■ **Objetivos**
1. Responda, com base no texto de origem:
(a) Quantos comentários o texto de origem informa ter recebido?
(b) Segundo o primeiro comentário, qual expressão "nem" escapou?
(c) Quantos itens tem a lista que Márcio S. Sobrinho se oferece para mandar?
2. Transcreva integralmente, linha por linha, a listagem apresentada abaixo.

■ **Texto de origem**
********

Não posso afirmar com certeza se em todos os casos as frases aparecem por descuido, por preguiça do autor em recriar artisticamente expressões desgastadas, ou se é algo feito de forma proposital. Seja como for, por descuido ou de cabeça pensada, parece óbvio que esse é um dos recursos que garantem a popularidade da prosa do best-seller português.

9 comentários:

Anônimo disse...

Hahahaha, nem o "quem arrisca não petisca" escapou. Olha, acho que eu também vou virar escritor de romances!

Anônimo disse...

ahhh.. Ves se ves..
completamente entendido o tempo q vc levou pra escrever este ensaio.. 8 páginas só listando né?! humm.. to “começando a dar o dito por não dito”
Concordo com Thales, e devo informar q meu romance estará pronto no final desse mês!

Anônimo disse...

Como sempre escrevendo muito bem!
Gostei da percepçao

Anônimo disse...

bom, a impressão q tive da leitura dos livros de Saramago é que geralmente esses provérbios são usados numa clave irônica. ou então, para dar um tom de "causo", "contação" às vozes narrativas. de qualquer forma, quando reler algum romance dele, vou prestar atenção nisso, porque pode ser uma derrapada no medíocre, né?

Márcio S. Sobrinho disse...

thales e 'pituca', se quiserem eu mando a lista com os 2.500, vai lhes poupar trabalho, até porque, o objetivo do clichê é justamente esse! :)

********

■ **Material apresentado**
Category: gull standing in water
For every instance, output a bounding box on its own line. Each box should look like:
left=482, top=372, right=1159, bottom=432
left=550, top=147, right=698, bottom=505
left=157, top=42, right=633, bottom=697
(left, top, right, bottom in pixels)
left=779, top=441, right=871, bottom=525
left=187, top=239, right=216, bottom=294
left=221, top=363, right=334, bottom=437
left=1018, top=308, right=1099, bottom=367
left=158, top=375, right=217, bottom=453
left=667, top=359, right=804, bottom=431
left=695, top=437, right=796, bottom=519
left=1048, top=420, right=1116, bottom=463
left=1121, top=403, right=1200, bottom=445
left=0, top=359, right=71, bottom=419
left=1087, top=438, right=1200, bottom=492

********

■ **Respostas em sequência**
1.
(a) 9 comentários.
(b) "quem arrisca não petisca".
(c) 2.500.

2.
Category: gull standing in water
For every instance, output a bounding box on its own line. Each box should look like:
left=482, top=372, right=1159, bottom=432
left=550, top=147, right=698, bottom=505
left=157, top=42, right=633, bottom=697
(left, top, right, bottom in pixels)
left=779, top=441, right=871, bottom=525
left=187, top=239, right=216, bottom=294
left=221, top=363, right=334, bottom=437
left=1018, top=308, right=1099, bottom=367
left=158, top=375, right=217, bottom=453
left=667, top=359, right=804, bottom=431
left=695, top=437, right=796, bottom=519
left=1048, top=420, right=1116, bottom=463
left=1121, top=403, right=1200, bottom=445
left=0, top=359, right=71, bottom=419
left=1087, top=438, right=1200, bottom=492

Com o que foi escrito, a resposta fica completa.